---------- Record excerpts ----------

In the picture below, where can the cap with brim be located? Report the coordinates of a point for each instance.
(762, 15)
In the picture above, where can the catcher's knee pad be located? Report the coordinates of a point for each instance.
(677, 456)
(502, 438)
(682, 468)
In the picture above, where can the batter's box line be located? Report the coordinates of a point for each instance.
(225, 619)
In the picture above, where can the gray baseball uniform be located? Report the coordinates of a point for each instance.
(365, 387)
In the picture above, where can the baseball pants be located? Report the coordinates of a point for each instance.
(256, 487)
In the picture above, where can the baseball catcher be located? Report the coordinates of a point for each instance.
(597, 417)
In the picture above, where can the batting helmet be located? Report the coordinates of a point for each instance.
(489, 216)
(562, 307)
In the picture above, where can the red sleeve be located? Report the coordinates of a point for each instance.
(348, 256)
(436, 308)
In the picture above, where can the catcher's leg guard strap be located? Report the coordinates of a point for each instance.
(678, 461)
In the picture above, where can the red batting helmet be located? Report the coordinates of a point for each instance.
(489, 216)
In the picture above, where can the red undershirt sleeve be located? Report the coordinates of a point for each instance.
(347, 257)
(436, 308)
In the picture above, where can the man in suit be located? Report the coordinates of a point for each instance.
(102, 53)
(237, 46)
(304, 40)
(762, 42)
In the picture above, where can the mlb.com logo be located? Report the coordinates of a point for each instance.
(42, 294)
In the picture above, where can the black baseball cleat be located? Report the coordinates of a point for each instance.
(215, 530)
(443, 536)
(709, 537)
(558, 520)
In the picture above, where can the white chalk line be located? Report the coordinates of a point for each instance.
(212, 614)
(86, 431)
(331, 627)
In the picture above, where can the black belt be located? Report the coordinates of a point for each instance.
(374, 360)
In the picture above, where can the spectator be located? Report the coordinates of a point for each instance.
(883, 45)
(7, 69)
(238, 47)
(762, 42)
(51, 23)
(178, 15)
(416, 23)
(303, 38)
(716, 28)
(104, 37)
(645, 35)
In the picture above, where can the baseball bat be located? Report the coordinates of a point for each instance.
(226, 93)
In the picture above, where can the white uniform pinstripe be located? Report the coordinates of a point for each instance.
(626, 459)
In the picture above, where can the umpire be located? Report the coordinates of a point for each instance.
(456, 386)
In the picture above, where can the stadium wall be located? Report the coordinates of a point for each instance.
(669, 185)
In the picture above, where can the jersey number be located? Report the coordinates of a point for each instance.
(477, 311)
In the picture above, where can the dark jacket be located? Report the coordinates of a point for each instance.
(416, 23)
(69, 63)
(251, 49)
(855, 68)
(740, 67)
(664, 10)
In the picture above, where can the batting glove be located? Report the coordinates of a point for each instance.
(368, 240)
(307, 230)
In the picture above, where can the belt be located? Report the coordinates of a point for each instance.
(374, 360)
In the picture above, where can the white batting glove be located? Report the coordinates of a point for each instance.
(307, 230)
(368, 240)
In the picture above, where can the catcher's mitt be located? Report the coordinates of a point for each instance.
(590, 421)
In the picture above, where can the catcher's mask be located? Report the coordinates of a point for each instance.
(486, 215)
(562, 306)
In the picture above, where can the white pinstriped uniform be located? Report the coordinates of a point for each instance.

----------

◆ Goal
Rescale the data from the line that contains "In the picture above, where can the jersey" through the last line: write those lines out again, requests included, with every point coordinate in the answers multiplied by 2.45 and rounded to a whole number, halves rounded up. Give only those lines.

◆ Problem solution
In the picture above, where can the jersey number be located? Report the coordinates of a point for each instance.
(1169, 762)
In the picture above, where can the dark jacket be located? Report the coordinates of a point for each instance.
(1019, 56)
(169, 154)
(615, 120)
(2095, 167)
(1813, 164)
(1627, 25)
In the picture above, where can the batting glove be located? Report the coordinates of a point for each instance.
(902, 588)
(752, 564)
In the picture above, where can the belt be located? Report the coordinates of a point for each instance.
(916, 882)
In the picture above, where can the white batting glove be located? Report the coordinates of a point for each instance.
(752, 564)
(902, 588)
In the picture above, where can the catcher's mitt be located? Report the coordinates of a point for each instance.
(1446, 1031)
In the picture above, where can the catcher's mask be located? Report the coordinates of a point for each instance.
(1191, 527)
(1377, 750)
In the picture above, where can the white pinstriped uniform be located? Report the coordinates of a point for each instance.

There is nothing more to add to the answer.